■ **CHALLENGE**
Write out only the lines running from the one that contains "In the picture above, where can the leaded" to the end of the material, both ends included.

[Records from a point labeling set]

▶

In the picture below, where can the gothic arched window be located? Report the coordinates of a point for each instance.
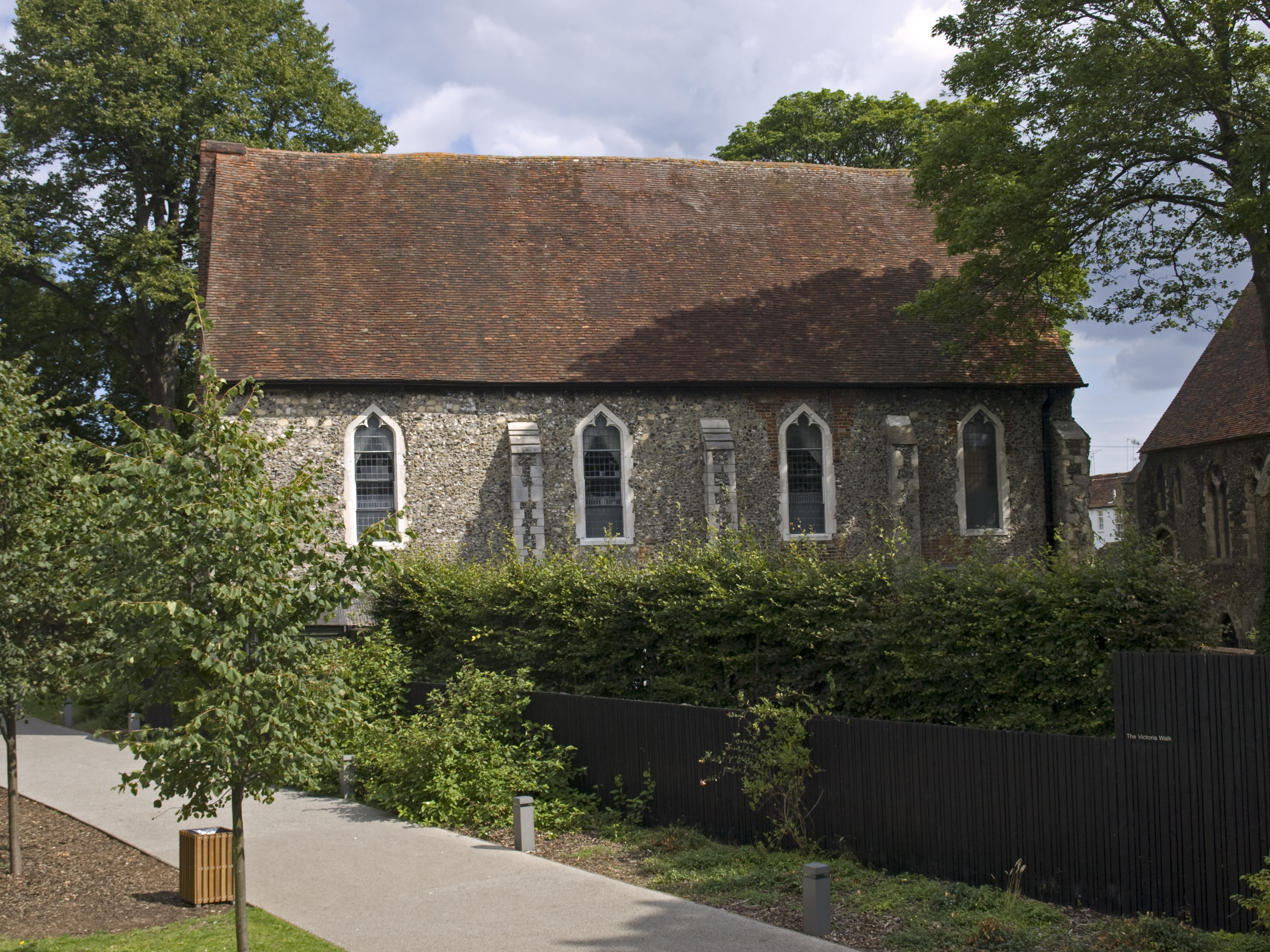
(983, 493)
(807, 476)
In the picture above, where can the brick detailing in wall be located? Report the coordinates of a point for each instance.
(721, 473)
(906, 506)
(529, 525)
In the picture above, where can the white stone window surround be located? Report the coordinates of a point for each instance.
(580, 507)
(827, 483)
(1003, 478)
(351, 475)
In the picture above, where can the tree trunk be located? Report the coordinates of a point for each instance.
(11, 743)
(239, 871)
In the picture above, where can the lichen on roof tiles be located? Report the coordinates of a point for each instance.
(609, 270)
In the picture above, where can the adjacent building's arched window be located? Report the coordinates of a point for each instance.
(374, 474)
(983, 489)
(807, 476)
(602, 464)
(373, 468)
(1230, 639)
(1217, 515)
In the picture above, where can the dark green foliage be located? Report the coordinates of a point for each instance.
(1019, 645)
(832, 129)
(770, 754)
(462, 760)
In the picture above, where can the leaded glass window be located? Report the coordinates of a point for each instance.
(602, 478)
(980, 459)
(374, 473)
(805, 469)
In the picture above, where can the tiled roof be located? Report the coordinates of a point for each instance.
(1227, 393)
(1107, 489)
(477, 270)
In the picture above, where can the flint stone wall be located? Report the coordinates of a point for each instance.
(459, 470)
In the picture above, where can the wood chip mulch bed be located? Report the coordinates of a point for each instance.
(77, 880)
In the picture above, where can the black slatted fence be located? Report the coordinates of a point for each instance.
(1164, 818)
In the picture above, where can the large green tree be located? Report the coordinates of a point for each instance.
(104, 103)
(209, 574)
(44, 511)
(1114, 143)
(833, 129)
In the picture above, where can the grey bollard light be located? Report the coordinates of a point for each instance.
(523, 823)
(816, 899)
(346, 777)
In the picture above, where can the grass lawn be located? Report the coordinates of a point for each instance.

◀

■ **ANSWER FOR THE TASK**
In the picture above, where can the leaded glass window be located? Report the coordinates of a point for each instance.
(602, 478)
(980, 459)
(374, 473)
(805, 469)
In the picture above, where can the tiled roof be located? Report the coordinates of a point for each instance.
(1227, 393)
(1107, 489)
(477, 270)
In the picture above, where can the flint stone wall be located? Report the coordinates of a point for each instance.
(459, 470)
In the picture above, where can the wood chip mulch bed be located? Report the coordinates of a point for each instance.
(77, 880)
In the picture above, where can the black slatted fence be located? Report the coordinates of a point for each instance.
(1164, 818)
In the picture above, where can the large green tree be located? Report the coordinates of a point for each instance.
(104, 103)
(209, 574)
(44, 511)
(1114, 143)
(833, 129)
In the picture above, where can the grey bollard light be located? Report the coordinates of a point for each instance.
(523, 823)
(816, 899)
(346, 777)
In the picture above, where can the grass lawn be located? Report the coordinates of a point for each instance.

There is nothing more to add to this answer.